Leading off today: The Mahopac school district has suspended three students and may discipline others for racist tweets aimed at Mount Vernon basketball players and their fans after Mahopac's 43-40 loss to the Knights in the Section 1 semifinals last week,
The Journal News reported Thursday.
"We're still investigating. We need evidence. We take the allegation very seriously," Mahopac Superintendent Thomas Manko said.
The paper reported Mount Vernon Superintendent Judith Johnson fired off a letter Tuesday to Gov. Andrew Cuomo and state Education Commissioner John King regarding the events of Feb. 27 at Westchester County Center. In it, Johnson alleges Mount Vernon players were "verbally attacked and subjected to racial taunts of an abhorrent nature" by Mahopac players and spectators.
Johnson said she wanted Mahopac's varsity team to be hit with a one-year ban, a request Manko called "excessive." Further, Manko called for Johnson to investigate Mount Vernon fan behavior, including an incident in which a Mahopac cheerleader was allegedly struck on the head after the game. The cheerleader was not injured.

* **SHORT PROBLEM 1**:
Condense the paragraph of the news report that begins "Johnson said she wanted" into a short bulleted list that keeps its main facts.
* **SHORT PROBLEM 2**:
Continue the news report on the Mahopac and Mount Vernon dispute from the point where it stops.

* **SUPPLIED ENTRIES**:
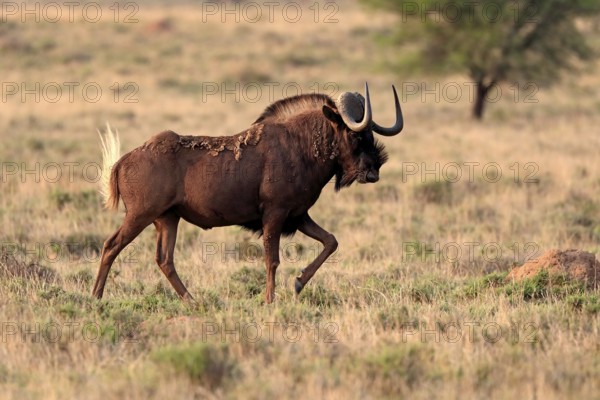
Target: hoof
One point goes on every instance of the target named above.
(298, 286)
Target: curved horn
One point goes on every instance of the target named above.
(397, 128)
(349, 120)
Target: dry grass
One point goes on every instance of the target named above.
(381, 318)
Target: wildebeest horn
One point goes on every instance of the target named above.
(349, 104)
(394, 130)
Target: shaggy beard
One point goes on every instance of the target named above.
(346, 178)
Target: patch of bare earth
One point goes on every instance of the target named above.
(576, 264)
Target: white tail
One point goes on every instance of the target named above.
(111, 149)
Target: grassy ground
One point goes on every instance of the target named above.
(414, 302)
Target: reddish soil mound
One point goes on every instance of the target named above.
(576, 264)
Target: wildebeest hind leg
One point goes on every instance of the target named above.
(166, 227)
(132, 226)
(272, 227)
(311, 229)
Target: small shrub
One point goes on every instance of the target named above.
(317, 296)
(543, 285)
(589, 303)
(248, 282)
(397, 368)
(205, 363)
(11, 267)
(436, 192)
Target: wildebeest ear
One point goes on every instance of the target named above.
(331, 114)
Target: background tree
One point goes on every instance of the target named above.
(495, 41)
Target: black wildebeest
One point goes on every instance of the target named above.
(265, 178)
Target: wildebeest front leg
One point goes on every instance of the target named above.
(311, 229)
(166, 227)
(272, 226)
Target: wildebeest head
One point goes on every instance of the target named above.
(361, 155)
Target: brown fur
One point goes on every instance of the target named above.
(265, 178)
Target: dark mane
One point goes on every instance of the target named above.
(285, 108)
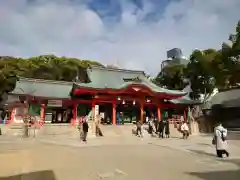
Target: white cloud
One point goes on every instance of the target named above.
(65, 29)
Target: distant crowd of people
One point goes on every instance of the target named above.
(161, 128)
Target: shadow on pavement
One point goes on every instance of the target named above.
(39, 175)
(202, 153)
(220, 175)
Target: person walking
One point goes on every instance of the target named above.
(84, 130)
(185, 130)
(220, 141)
(139, 128)
(161, 129)
(167, 129)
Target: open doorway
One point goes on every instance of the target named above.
(127, 113)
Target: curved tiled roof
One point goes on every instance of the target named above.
(43, 88)
(111, 78)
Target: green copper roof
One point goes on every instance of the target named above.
(102, 78)
(43, 88)
(184, 100)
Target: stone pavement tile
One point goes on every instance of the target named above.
(195, 146)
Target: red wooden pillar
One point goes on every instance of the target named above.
(159, 112)
(141, 111)
(74, 113)
(114, 113)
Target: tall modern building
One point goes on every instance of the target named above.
(174, 57)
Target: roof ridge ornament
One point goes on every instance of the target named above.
(135, 79)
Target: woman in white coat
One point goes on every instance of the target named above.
(220, 135)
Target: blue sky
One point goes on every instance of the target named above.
(132, 34)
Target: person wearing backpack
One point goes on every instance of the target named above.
(220, 141)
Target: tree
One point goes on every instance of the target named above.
(199, 72)
(171, 77)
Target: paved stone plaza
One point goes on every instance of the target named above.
(115, 158)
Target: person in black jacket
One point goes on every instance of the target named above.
(84, 131)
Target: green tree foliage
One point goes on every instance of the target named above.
(43, 67)
(206, 69)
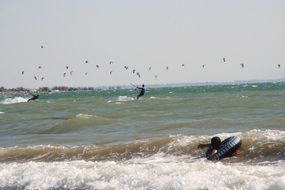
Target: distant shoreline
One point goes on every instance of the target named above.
(70, 89)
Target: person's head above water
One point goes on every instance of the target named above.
(216, 142)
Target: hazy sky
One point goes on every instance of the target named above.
(140, 34)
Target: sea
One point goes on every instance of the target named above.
(107, 139)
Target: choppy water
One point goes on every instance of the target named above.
(106, 139)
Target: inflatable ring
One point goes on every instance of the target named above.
(228, 147)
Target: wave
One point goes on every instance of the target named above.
(79, 122)
(257, 146)
(156, 172)
(14, 100)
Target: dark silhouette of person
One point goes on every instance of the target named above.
(34, 97)
(142, 91)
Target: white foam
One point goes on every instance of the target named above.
(14, 100)
(125, 99)
(157, 172)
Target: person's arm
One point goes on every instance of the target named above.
(203, 145)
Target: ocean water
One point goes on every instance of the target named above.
(106, 139)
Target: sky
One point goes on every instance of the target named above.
(182, 35)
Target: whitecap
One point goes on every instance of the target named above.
(84, 116)
(156, 172)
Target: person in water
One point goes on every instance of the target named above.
(142, 91)
(215, 145)
(35, 96)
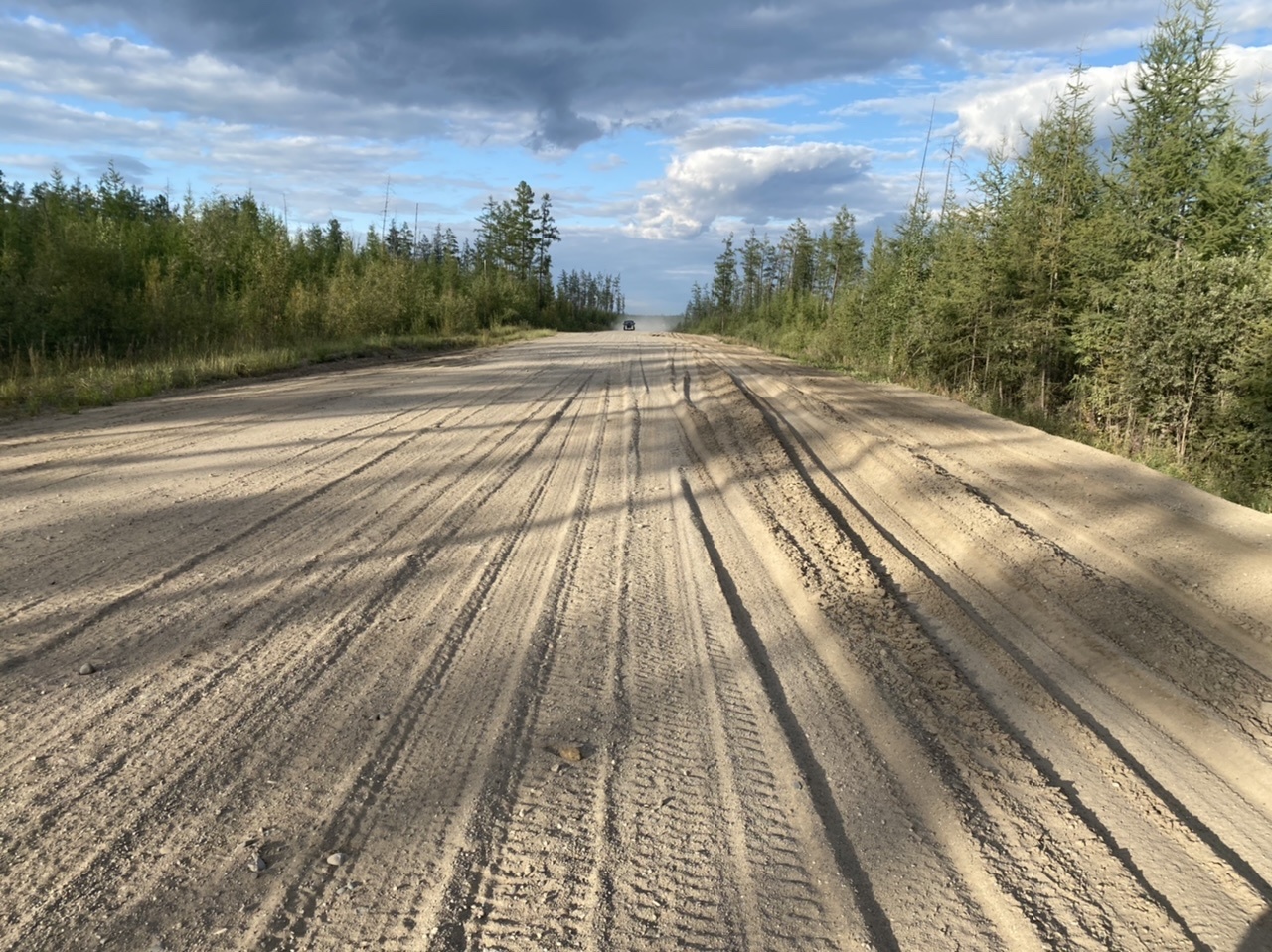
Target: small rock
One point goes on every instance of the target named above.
(571, 752)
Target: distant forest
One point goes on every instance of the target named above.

* **EXERCISE RESPONSE 1**:
- Johnson sought a one-year ban for Mahopac's varsity team.
- Manko called that request "excessive."
- Manko asked Johnson to investigate Mount Vernon fan behavior.
- This included a Mahopac cheerleader allegedly being struck on the head after the game.
- The cheerleader was not injured.

* **EXERCISE RESPONSE 2**:
The paper reported Manko was encouraging coaches and some members of both teams to sit down for lunch to get to know one another better, an idea that Mount Vernon coach and AD Bob Cimmino lambasted.
"I'm not interested in that at all," he told the paper. "These might be criminal acts. If someone does something to me, I'm not interested in sitting down and singing religious songs with them."
Mount Vernon Mayor Ernest Davis called the incident, "A bodacious outpouring of insults hurled at our future generation."
Mahopac officials did not disclose specifics of the suspensions of students who confessed to making racially charged tweets.
"It's a learning moment and we're going to be giving our students sensitivity training so they understand what the words mean and why they can't use them anymore," Manko told WNYW-TV.
On Wednesday, Mount Vernon advanced to the NYSPHSAA Class AA quarterfinals with a 66-48 win over Newburgh Free Academy.
A new strategy: Late last year, I highlighted a piece written by Joe Werkmeister of the Riverhead News-Review to detail the dysfunctionality of the Shoreham-Wading River school district's officials with respect to hiring and retaining (more accurately: not retaining) athletic directors over the years.
Werkmeister returned a couple of weeks ago with another illuminating piece of reporting, this time about Bishop McGann-Mercy Diocesan High School in Riverhead.
Similar to many other private schools across the state, McGann-Mercy is feeling the enrollment pinch brought on by several factors, not the least of which is the cost of private-school tuition. To their credit, school administrators have developed a strategy intended to help boost enrollment by at least 15 percent in the next two years.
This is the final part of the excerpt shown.